| ABOUT THIS EXERCISE |
Look below for the line that contains "Each <instance> block names", then copy it and each following line exactly, through and including the line that contains "positive clicks: (341, 265)".

| MATERIAL TO PROCESS |
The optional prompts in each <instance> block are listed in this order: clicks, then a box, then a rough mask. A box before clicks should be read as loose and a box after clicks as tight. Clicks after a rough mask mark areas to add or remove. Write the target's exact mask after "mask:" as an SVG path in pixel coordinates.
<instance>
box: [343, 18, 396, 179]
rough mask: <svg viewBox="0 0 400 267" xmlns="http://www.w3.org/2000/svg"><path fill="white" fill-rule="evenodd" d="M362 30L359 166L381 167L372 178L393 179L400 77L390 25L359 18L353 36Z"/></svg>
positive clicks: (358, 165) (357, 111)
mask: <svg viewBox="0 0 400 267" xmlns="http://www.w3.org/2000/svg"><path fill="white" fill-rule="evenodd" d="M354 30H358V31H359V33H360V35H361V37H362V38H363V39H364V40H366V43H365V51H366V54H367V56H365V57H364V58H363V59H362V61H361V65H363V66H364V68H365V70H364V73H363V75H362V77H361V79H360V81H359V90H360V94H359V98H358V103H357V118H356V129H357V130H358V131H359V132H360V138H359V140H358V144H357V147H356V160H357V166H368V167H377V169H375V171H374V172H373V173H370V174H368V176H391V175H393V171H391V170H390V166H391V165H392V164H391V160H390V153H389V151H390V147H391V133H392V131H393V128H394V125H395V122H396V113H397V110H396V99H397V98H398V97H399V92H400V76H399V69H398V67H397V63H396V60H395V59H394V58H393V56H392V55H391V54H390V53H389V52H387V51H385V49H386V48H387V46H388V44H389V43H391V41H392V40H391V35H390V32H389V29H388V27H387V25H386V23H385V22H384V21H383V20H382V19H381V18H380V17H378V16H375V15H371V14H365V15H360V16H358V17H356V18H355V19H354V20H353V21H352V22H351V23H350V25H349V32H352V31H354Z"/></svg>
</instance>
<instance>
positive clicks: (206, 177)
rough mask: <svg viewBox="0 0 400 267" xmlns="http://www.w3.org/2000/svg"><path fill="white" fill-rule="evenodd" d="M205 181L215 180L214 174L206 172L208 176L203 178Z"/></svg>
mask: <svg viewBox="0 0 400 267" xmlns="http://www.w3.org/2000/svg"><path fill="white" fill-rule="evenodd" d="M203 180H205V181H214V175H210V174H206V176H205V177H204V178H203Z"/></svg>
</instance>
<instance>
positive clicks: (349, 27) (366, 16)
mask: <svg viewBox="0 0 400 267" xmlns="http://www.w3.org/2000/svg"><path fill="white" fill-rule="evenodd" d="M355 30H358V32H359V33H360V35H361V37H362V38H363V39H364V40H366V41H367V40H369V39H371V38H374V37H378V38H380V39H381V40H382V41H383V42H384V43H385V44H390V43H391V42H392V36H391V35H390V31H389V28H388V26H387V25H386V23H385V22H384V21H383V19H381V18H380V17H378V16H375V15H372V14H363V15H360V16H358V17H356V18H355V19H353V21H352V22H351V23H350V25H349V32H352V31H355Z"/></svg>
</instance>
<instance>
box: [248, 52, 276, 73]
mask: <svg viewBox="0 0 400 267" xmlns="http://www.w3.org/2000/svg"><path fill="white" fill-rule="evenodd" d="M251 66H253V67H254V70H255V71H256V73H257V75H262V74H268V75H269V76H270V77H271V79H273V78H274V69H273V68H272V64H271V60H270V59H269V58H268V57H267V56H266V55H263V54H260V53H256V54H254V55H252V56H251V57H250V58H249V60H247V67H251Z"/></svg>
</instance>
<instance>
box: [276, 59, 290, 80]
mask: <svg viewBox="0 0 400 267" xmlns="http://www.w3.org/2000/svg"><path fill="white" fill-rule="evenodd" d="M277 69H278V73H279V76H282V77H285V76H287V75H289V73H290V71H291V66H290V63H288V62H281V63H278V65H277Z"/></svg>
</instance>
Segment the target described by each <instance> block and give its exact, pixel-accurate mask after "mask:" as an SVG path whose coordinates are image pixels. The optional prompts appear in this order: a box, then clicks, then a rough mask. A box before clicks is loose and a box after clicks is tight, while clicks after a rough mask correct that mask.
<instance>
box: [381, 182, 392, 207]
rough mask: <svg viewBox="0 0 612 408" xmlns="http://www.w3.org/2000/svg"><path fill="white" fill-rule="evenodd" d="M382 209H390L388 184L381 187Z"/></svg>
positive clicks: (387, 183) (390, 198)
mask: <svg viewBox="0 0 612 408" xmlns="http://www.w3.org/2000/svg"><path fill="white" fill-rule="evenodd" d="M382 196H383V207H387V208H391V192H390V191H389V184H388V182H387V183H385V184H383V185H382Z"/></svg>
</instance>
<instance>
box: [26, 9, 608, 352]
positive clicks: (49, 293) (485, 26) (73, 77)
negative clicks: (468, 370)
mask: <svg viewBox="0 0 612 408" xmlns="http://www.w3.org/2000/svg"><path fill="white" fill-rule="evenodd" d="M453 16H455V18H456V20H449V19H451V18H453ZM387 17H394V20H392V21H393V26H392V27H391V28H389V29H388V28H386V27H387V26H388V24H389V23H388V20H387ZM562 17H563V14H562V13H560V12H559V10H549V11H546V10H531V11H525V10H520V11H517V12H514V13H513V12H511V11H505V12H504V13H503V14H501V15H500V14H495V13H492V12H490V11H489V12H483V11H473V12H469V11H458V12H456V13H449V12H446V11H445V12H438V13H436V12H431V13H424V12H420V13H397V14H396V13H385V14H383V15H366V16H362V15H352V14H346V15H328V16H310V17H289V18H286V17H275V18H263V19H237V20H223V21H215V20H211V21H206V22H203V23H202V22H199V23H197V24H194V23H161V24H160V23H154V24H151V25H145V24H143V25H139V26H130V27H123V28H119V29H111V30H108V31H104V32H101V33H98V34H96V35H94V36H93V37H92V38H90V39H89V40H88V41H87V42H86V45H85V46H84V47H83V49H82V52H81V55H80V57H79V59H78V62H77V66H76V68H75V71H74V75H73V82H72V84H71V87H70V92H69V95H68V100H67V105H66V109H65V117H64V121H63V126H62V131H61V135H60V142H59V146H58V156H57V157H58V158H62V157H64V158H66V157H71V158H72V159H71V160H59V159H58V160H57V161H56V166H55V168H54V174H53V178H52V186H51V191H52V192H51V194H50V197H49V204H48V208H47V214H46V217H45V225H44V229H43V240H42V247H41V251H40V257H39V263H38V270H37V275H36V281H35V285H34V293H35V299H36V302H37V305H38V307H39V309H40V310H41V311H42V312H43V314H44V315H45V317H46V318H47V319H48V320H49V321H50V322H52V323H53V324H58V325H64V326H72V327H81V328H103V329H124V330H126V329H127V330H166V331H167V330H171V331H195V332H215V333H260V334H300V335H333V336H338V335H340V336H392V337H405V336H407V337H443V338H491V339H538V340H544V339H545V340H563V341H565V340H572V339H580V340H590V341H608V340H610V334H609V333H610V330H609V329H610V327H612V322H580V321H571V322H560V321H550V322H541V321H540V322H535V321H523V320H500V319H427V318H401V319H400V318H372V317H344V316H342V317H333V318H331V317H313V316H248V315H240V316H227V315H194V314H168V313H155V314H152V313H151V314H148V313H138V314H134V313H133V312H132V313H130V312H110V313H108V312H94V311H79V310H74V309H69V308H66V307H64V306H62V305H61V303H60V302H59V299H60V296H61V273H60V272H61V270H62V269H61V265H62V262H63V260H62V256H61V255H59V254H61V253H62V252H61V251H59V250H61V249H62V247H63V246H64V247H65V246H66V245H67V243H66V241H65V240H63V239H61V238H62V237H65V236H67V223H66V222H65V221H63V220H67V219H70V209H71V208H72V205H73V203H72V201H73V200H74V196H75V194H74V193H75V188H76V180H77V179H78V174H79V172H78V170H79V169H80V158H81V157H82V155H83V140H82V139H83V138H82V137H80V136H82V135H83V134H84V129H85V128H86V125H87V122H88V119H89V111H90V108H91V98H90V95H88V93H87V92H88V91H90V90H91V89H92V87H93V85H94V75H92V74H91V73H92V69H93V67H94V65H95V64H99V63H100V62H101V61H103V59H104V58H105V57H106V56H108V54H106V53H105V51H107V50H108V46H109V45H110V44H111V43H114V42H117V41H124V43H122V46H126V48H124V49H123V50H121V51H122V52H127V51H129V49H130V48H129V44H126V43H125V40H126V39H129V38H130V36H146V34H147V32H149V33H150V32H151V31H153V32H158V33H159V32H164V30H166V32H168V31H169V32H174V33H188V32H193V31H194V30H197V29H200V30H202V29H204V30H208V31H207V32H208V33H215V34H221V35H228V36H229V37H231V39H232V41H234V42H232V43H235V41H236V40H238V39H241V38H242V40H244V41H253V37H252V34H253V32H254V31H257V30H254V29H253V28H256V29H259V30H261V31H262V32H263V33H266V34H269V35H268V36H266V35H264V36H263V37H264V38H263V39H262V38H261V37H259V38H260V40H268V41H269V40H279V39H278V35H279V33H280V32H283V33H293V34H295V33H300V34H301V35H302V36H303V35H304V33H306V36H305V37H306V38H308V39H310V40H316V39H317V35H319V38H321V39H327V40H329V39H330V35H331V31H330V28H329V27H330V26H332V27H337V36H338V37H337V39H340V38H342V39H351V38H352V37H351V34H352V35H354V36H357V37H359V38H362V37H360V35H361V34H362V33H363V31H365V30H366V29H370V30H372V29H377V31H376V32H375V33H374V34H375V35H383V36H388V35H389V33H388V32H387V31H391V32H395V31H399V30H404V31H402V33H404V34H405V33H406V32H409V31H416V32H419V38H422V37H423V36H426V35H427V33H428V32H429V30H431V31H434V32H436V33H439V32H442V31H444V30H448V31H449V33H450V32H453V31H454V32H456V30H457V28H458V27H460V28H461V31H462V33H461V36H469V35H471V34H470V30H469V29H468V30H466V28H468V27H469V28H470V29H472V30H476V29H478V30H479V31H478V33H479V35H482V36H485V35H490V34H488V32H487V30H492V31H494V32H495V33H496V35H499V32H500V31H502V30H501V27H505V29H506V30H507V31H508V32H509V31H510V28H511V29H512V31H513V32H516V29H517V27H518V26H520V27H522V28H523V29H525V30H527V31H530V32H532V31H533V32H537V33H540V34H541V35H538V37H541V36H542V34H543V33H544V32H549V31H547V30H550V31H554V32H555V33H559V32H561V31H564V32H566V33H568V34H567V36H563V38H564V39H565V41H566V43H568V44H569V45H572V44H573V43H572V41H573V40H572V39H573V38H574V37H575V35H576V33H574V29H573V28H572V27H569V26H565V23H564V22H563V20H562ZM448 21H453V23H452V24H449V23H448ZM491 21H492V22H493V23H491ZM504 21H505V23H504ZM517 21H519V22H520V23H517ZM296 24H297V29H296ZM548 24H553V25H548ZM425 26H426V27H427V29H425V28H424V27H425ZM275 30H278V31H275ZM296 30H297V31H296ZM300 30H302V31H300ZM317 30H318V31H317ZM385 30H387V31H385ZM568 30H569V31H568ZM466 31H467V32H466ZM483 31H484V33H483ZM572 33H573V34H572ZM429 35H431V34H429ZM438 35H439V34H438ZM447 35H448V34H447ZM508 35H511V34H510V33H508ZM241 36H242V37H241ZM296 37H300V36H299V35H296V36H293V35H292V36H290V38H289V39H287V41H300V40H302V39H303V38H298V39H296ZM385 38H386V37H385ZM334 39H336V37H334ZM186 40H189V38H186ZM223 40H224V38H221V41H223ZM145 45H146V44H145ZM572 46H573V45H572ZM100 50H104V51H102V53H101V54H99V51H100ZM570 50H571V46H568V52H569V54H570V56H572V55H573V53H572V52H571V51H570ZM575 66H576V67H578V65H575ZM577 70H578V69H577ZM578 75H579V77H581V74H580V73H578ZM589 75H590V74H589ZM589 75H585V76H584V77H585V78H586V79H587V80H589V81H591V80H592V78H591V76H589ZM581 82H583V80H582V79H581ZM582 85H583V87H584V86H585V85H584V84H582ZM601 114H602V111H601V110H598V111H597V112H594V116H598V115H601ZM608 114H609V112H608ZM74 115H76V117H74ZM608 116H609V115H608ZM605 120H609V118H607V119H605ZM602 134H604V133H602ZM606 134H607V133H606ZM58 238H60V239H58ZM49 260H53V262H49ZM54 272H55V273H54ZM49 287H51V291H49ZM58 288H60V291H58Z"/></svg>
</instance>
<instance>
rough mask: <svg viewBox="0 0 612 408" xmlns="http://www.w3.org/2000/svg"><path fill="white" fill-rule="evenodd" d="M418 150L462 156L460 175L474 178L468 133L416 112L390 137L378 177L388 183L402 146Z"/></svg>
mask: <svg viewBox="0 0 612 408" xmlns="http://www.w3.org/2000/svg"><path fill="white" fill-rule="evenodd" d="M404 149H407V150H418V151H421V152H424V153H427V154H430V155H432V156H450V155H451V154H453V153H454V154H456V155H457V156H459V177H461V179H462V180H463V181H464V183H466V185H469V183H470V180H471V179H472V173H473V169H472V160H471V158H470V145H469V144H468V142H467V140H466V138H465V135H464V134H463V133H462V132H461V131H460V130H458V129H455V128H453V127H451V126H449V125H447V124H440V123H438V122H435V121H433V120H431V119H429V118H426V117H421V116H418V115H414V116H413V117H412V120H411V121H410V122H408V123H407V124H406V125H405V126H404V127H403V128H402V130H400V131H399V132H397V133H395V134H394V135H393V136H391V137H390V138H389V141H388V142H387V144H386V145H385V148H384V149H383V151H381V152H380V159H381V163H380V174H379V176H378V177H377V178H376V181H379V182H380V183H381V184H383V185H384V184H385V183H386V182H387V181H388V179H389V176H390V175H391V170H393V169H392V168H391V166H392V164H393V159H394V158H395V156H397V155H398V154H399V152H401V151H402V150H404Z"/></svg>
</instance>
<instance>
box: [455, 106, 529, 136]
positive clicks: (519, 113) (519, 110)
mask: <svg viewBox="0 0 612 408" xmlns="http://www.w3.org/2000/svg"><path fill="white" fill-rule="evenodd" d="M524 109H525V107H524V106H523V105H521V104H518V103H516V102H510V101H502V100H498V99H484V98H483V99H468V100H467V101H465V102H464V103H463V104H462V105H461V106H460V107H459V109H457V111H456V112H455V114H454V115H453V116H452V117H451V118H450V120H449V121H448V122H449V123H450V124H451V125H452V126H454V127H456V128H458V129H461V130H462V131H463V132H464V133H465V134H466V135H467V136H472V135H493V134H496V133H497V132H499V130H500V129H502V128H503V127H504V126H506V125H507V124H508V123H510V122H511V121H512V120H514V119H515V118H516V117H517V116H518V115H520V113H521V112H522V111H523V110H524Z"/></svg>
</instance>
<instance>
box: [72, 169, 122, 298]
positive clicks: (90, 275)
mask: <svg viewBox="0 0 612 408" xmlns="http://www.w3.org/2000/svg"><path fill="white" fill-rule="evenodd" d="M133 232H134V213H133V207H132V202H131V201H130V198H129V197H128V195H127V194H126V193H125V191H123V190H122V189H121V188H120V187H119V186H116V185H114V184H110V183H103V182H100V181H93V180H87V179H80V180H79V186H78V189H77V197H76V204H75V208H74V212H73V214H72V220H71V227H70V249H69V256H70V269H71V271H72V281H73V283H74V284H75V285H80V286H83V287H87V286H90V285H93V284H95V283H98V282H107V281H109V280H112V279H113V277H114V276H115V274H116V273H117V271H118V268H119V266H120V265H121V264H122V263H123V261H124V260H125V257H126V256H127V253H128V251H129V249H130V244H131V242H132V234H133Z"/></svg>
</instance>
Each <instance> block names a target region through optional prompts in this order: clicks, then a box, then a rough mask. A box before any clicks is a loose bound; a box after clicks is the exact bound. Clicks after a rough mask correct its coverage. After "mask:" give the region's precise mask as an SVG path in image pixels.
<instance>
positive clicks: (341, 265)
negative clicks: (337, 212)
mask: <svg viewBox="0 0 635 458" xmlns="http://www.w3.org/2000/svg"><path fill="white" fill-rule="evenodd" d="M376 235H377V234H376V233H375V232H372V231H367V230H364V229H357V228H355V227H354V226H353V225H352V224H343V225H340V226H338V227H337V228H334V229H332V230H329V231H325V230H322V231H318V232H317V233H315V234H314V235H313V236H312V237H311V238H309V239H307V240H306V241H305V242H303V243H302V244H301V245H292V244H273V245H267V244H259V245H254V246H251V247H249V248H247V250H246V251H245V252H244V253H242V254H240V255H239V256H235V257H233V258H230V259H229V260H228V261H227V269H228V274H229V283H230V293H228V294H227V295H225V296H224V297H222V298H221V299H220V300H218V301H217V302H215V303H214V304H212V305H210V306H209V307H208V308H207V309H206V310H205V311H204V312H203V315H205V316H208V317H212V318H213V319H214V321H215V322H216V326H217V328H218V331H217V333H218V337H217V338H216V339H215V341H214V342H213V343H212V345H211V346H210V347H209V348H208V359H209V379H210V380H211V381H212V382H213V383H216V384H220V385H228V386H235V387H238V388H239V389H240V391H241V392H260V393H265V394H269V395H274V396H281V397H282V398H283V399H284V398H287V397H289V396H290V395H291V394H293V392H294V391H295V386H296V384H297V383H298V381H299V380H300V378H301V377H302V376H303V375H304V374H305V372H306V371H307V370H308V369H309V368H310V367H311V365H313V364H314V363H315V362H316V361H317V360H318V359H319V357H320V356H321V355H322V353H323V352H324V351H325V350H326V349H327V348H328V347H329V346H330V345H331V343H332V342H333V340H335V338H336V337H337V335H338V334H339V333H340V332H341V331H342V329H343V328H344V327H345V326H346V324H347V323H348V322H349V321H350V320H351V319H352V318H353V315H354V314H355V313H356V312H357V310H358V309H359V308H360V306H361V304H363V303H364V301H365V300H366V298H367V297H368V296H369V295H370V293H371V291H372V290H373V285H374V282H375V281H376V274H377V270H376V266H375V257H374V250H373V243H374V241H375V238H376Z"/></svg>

| PROBLEM SOLUTION |
Each <instance> block names a target region through optional prompts in this order: clicks, then a box, then a rough mask. A box before any clicks is a loose bound; a box after clicks is the exact bound. Clicks after a rough mask correct its coverage. After "mask:" give the region's precise mask as an SVG path in image pixels.
<instance>
positive clicks: (341, 265)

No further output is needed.